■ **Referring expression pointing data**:
# # #
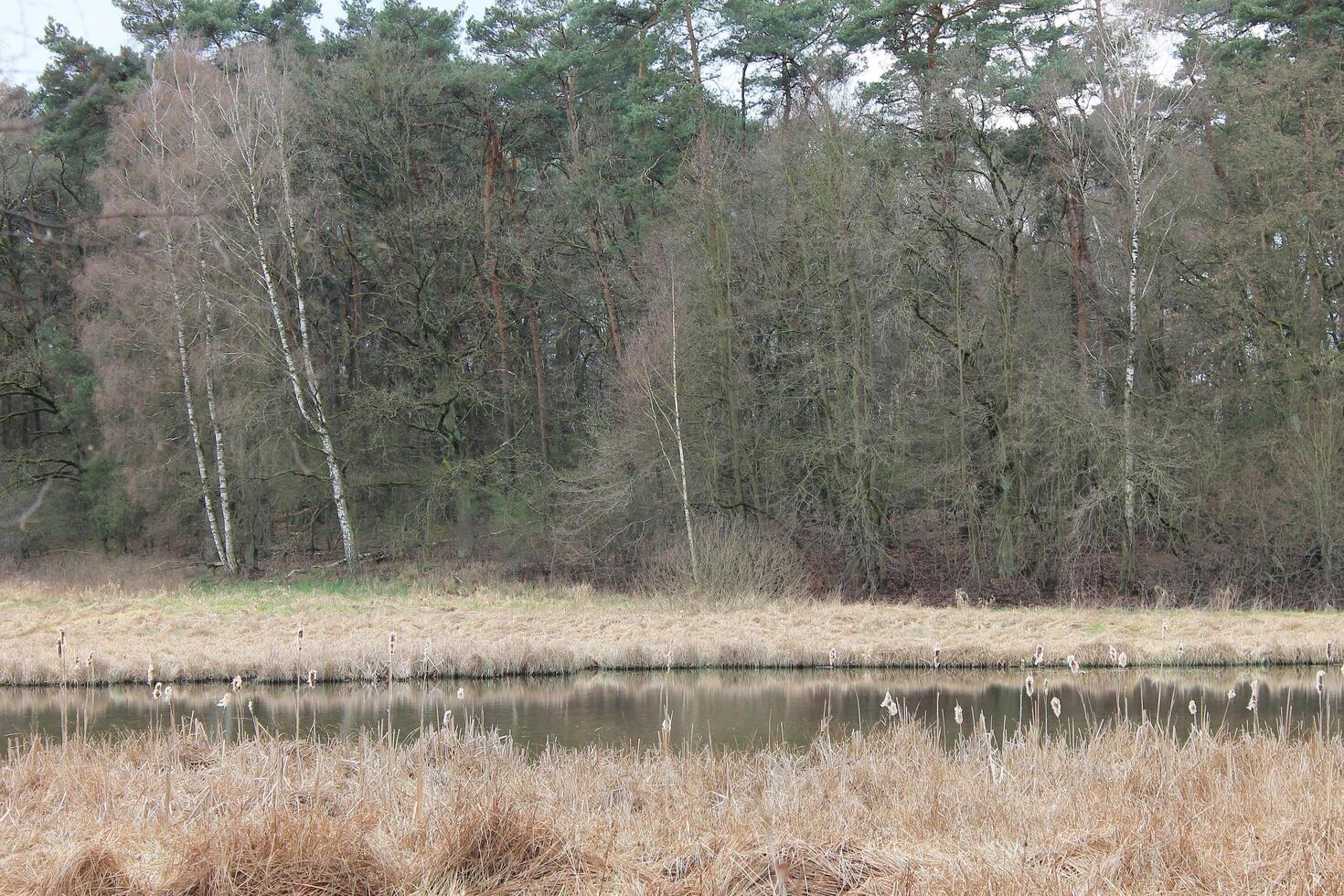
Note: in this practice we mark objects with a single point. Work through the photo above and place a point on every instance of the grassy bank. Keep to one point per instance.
(1132, 812)
(128, 620)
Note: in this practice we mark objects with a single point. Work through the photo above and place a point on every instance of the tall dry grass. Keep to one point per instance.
(1131, 812)
(116, 629)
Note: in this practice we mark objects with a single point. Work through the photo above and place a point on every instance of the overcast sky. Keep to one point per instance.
(22, 58)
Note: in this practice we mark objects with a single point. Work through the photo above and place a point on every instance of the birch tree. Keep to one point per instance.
(256, 108)
(1137, 116)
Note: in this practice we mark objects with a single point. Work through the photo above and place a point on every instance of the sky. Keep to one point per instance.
(22, 58)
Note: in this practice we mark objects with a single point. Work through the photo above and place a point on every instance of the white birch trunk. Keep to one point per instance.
(680, 450)
(191, 420)
(1135, 186)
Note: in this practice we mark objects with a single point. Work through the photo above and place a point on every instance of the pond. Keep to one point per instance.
(711, 709)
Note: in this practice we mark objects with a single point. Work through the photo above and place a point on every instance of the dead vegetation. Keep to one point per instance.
(1135, 810)
(162, 627)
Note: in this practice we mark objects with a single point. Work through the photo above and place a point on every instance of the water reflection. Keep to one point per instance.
(720, 709)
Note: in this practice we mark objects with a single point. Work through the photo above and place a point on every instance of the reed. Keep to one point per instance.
(176, 813)
(277, 630)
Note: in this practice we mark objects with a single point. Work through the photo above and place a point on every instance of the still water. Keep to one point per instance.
(718, 709)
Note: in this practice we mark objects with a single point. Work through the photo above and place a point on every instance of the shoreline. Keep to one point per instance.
(182, 630)
(171, 815)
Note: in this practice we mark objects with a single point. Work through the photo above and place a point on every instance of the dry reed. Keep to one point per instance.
(1132, 810)
(277, 632)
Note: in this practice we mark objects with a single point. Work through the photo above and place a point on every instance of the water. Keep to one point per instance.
(720, 709)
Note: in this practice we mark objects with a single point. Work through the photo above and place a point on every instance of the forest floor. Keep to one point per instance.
(1133, 812)
(131, 623)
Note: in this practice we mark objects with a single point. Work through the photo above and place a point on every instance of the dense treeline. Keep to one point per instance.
(1019, 297)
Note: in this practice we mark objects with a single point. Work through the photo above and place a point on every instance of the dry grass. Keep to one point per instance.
(1131, 812)
(129, 620)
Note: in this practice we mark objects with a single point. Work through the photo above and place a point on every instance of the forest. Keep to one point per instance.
(1026, 300)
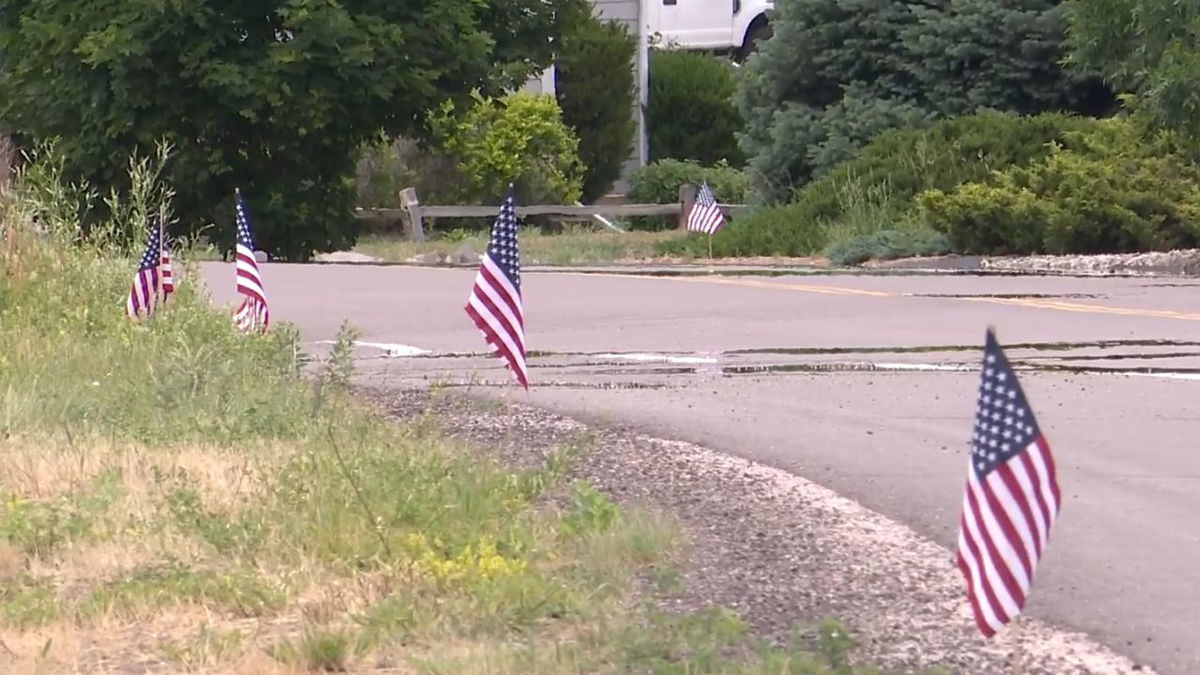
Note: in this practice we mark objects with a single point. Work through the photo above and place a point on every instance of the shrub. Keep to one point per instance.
(888, 244)
(690, 112)
(519, 138)
(1110, 189)
(595, 88)
(388, 166)
(874, 191)
(835, 73)
(659, 184)
(775, 231)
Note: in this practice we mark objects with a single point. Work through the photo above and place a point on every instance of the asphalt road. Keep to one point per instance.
(863, 383)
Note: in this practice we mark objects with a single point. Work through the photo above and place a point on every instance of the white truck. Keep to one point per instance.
(718, 25)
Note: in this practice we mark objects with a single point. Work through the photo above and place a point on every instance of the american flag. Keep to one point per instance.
(253, 311)
(495, 303)
(706, 215)
(1012, 497)
(147, 280)
(168, 278)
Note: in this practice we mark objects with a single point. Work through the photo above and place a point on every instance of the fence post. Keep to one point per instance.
(687, 201)
(413, 226)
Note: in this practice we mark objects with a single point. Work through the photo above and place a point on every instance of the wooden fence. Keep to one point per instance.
(413, 214)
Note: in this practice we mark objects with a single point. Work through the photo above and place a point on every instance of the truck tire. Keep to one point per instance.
(757, 33)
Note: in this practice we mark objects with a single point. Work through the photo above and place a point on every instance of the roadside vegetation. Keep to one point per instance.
(178, 496)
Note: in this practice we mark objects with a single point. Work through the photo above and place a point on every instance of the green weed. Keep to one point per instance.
(27, 602)
(321, 650)
(173, 584)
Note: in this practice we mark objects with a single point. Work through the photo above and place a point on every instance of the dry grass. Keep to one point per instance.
(574, 246)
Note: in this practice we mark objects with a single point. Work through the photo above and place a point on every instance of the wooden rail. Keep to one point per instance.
(413, 213)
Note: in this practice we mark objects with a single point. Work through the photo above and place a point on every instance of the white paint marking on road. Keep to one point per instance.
(653, 357)
(1194, 376)
(393, 350)
(924, 366)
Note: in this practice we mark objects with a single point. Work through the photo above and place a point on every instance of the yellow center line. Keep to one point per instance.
(802, 287)
(1055, 305)
(1086, 309)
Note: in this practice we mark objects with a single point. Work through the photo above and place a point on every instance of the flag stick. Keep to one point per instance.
(1018, 646)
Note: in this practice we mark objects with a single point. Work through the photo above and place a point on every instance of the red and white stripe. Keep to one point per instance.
(705, 217)
(1005, 527)
(166, 272)
(253, 311)
(496, 309)
(143, 293)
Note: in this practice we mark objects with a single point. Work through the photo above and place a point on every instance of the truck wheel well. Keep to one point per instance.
(757, 31)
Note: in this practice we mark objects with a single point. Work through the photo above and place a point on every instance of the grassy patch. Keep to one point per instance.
(574, 246)
(162, 475)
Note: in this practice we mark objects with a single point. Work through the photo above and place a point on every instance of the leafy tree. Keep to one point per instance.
(519, 138)
(690, 109)
(1147, 47)
(837, 72)
(274, 96)
(595, 85)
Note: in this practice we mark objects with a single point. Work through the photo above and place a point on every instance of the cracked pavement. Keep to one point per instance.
(863, 384)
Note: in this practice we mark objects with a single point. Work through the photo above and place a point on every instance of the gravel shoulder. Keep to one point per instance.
(772, 545)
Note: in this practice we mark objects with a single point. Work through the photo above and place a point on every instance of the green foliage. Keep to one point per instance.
(388, 166)
(27, 601)
(172, 584)
(321, 650)
(659, 184)
(837, 73)
(897, 166)
(591, 512)
(595, 88)
(274, 96)
(1110, 190)
(845, 210)
(41, 527)
(887, 244)
(765, 231)
(690, 112)
(519, 138)
(1146, 47)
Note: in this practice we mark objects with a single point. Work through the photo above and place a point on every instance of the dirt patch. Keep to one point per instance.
(773, 547)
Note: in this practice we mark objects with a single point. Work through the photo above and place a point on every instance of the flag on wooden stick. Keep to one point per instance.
(148, 280)
(1012, 497)
(705, 215)
(253, 311)
(165, 267)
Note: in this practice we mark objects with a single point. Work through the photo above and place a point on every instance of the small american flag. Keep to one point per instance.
(253, 311)
(495, 303)
(147, 280)
(1012, 497)
(168, 278)
(706, 215)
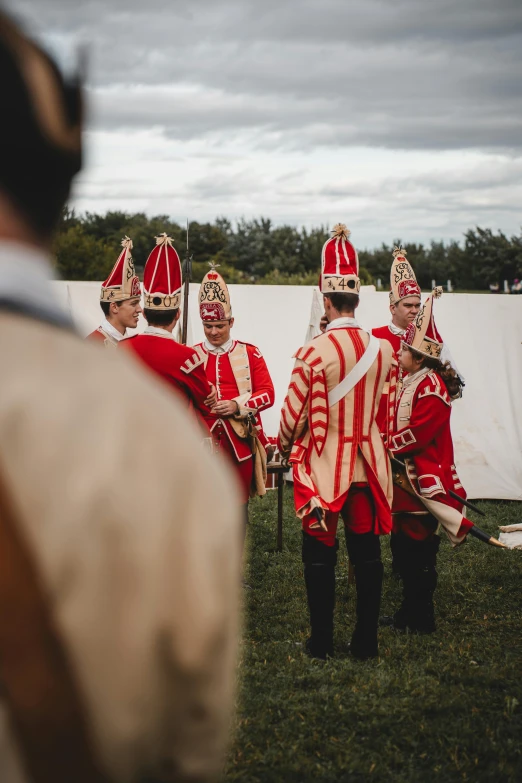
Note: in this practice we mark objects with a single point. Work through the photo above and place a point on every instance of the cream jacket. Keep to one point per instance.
(138, 539)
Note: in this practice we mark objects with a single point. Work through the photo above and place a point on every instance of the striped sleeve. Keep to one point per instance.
(294, 414)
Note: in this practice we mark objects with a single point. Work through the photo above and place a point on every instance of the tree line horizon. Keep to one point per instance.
(258, 252)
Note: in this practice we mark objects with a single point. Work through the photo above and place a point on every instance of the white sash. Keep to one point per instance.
(356, 373)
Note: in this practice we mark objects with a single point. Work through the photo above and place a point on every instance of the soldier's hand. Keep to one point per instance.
(225, 408)
(320, 522)
(212, 397)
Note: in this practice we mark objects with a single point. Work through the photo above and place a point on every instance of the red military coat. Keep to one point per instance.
(422, 440)
(332, 446)
(386, 412)
(180, 365)
(239, 373)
# # #
■ **TASK GOAL**: A precise copy of each record, with the images removed, should be output.

■ **RESULT FOR THIS TASK**:
Note: in this practice we mark objects with a single point. Work through the photo above and place a point on every instance of the grassy bank. Keep to one point per instance.
(1132, 812)
(128, 620)
Note: in this practice we mark objects with a single point. Work through the photo above and place a point on every instance of the tall dry grass. Keep to one point per instance.
(1131, 812)
(116, 629)
Note: in this practice we mark objects with a single point. Work through the photo above and place a point on every instance of the overcast sky. Keep to one point per instance.
(22, 58)
Note: in this practice we mark objects with a single point. Work through the photo above and place a point on every instance of the birch tree. Keep to one point per instance.
(256, 108)
(1137, 116)
Note: in this practice we mark objects with a single point. Work through the photo above and place a point on every instance of the sky. Keep to one point per instance.
(22, 58)
Note: in this practice we mark objects with a single point. Work through the photo above and place a point on every instance of the white birch trunk. Keep to one point per instance.
(680, 450)
(191, 420)
(1135, 186)
Note: in this practice we mark objects with a single point. Work through the photo above and place a point on every instance of the pond. Keep to one point per instance.
(711, 709)
Note: in this practice we mark objects with a single point. Work through the photo above and place a point on every instance of the dead vegetation. Keep to one point per instance.
(1135, 810)
(162, 627)
Note: in this practice we mark objects with a single point. Work through the photo above and place a point on every instance of the water reflection. Keep to one point per instance.
(720, 709)
Note: in this practice we mark objects with a single point. Work through the photo above and place a point on every instance of the reed. Keep to one point per instance.
(176, 813)
(277, 630)
Note: in this practice we mark objects with a single point. Work through the photo above and place a point on every instance of the still water. Keep to one point per instance.
(718, 709)
Note: in this practice we mark objects with a single point. Work through the photo above and place a point on every instance of the shoreline. Keep to one point per instance.
(182, 630)
(171, 815)
Note: in this practice we mark objects with a single point. Work through the photo above and place a point on every instance of the dry reed. Keep to one point per instance.
(1132, 810)
(277, 632)
Note: in this practice we mark objects with a single point. Work through the photo above and place a point on every instance of the water. Keep to one point per instance.
(720, 709)
Note: in this practice we mark objects with a single point. Work through the photo above and place a point on every instance of the forest floor. Keep to one point per instance.
(1133, 812)
(131, 623)
Note: in this practice we mark objects with a single point. Work through the photo above and place a point on every instance of the dense treeline. Keep to one point per instance.
(1019, 297)
Note: in this practice we mark objects with a single point. Work through the photo above and place a point on every instance of the dry grass. Keep to one point per instance.
(1131, 812)
(129, 620)
Note: in this practice we mark objects with a single point. Work through the photo above and place a point on every instance of the forest. Keep to one point per instance.
(1026, 300)
Note: in this practice we mark objects with a single point. Work through the photo above and place a point on every instance of the shrub. Keep to one point per instance.
(888, 244)
(690, 112)
(519, 138)
(1110, 189)
(595, 88)
(388, 166)
(874, 191)
(835, 73)
(659, 184)
(775, 231)
Note: in this practice we mark objects with a single point. Work through the photo above and place a point on every instance of the asphalt road. Keep to one point per instance.
(863, 383)
Note: in this practice we mark objects with a single point. Work through the photo above and place a point on every instance of the white truck. Keep to one point per instance.
(718, 25)
Note: in this practice we mark objects with a single point. Work through the photo above and place a point on every instance of the american flag. Keep to one point per instance.
(253, 311)
(495, 303)
(706, 215)
(1012, 497)
(147, 280)
(168, 278)
Note: in this practice we mark objects with a single point. Work through the photo above and place a point on every instance of the fence post. Keep to one point per instance.
(687, 201)
(413, 226)
Note: in this practice we mark objects with a single point. Work through the photo above and place a point on every instance of the wooden fence. Keep to one point per instance.
(413, 214)
Note: in this practice we mark objects with a single point. Work through the photo above and place a point on every instance of the truck tire. Keep to one point per instance.
(757, 33)
Note: in this practice we mark objects with a single point. Work through the photo above and place a point on every instance of the roadside vegetation. Keep to one point per instance.
(178, 496)
Note: in this practice we mark objects with a single point. Work through the photo above and place a point on every instance of the green weed. Keep to one point per instance.
(27, 602)
(321, 650)
(173, 584)
Note: in this practice we mark objects with a single point. Work through the photo above and place a point on every instance of the dry grass. Keep to one point per instance.
(574, 246)
Note: in this practice we mark objects with a single point. Work through the photo above and place a point on every instance of the wooden rail. Keep to one point per instance.
(413, 213)
Note: in this practice we mark objects with a single point. Work through the photo above and place a point on every instance of the white paint marking on road. Keep to one point per instance.
(653, 357)
(1194, 376)
(393, 350)
(924, 366)
Note: in this practice we mark objects with a single point. Work through the photo above and place a point on every instance of the yellow center line. Keep to one point per instance.
(802, 287)
(1055, 305)
(1086, 309)
Note: in this practice we mark objects with a single point. Work through the photo above and place a point on every instance of the flag stick. Keep to one point per instance.
(1018, 646)
Note: in this practice we mark objects with a single point. Work through the photo above and place a point on every instance of the red and white stripe. Keep to one point per instance.
(705, 217)
(1005, 527)
(166, 272)
(253, 311)
(496, 309)
(143, 293)
Note: in this practice we mark objects with a single point. Work through the photo above and place a point on every instance of the truck wheel well. Keep to one point per instance.
(757, 31)
Note: in this practice we mark objects with a single point. Work through the photo above and place a point on every instance of the grassy patch. Keep to one point per instance.
(574, 246)
(162, 475)
Note: in this practice we mark objects with a single point. Work through the photo above and place a point on every instance of the leafy tree. Keep to one point per instance.
(519, 138)
(690, 109)
(1147, 47)
(837, 72)
(274, 96)
(595, 85)
Note: in this practice we mark objects with a single point. Work through the photo above and place a point on every instance of the cracked pavement. Keep to one point per instance.
(863, 384)
Note: in this practice we mark objects with a single point. Work through the photo above and place a point on every instance of the gravel shoulder. Keep to one point per instance.
(772, 545)
Note: in this practice we mark objects with a single point. Work through the photo above and place a point on every instance of the green foliage. Keep to one point per instance.
(388, 166)
(27, 601)
(172, 584)
(321, 650)
(659, 184)
(837, 73)
(897, 166)
(591, 512)
(595, 88)
(274, 96)
(1110, 190)
(845, 210)
(41, 527)
(887, 244)
(765, 231)
(690, 112)
(519, 138)
(1146, 47)
Note: in this practice we mark objects with a single point. Work through the photo above and place a point on every instance of the dirt patch. Keep to one point per instance.
(773, 547)
Note: in this practice we mark objects with a single point. Work through the photo above and place a point on every instance of the flag on wooden stick. Keep to one point per instance.
(148, 280)
(1012, 497)
(705, 215)
(253, 311)
(165, 267)
Note: in this practice we mark objects with a single point. Work through the photo above and place a point on every instance of the small american flag. Keep to one point per instance.
(253, 311)
(495, 303)
(147, 280)
(1012, 497)
(168, 278)
(706, 215)
Note: in this practice we mark objects with a single point. Work through the photo above and place a point on every instance of the cream jacket. Keep to one point per instance.
(138, 539)
Note: in this practice we mark objects with a single point. Work through the photo above and place a point on every instance of the striped sleeve. Keep to one point per instance.
(294, 414)
Note: in this practice we mark objects with a single point. Work through the photo above and place a point on every instance of the tree line horizon. Keep to one point per instance.
(258, 252)
Note: in this practice we mark objects with a single point. Work through the photo above and place a point on every instance of the white sash. Keep to one point per instance.
(356, 373)
Note: in this practice we mark objects with a single point. Work through the photo above and place a point on every instance of the soldier's hand. Keep to one point per instance.
(225, 408)
(320, 522)
(212, 397)
Note: in this practice we mark objects with a single point. Work through the photo above and place a point on every instance of the red military coat. Keep to one point per instance.
(422, 440)
(332, 446)
(386, 412)
(180, 365)
(239, 373)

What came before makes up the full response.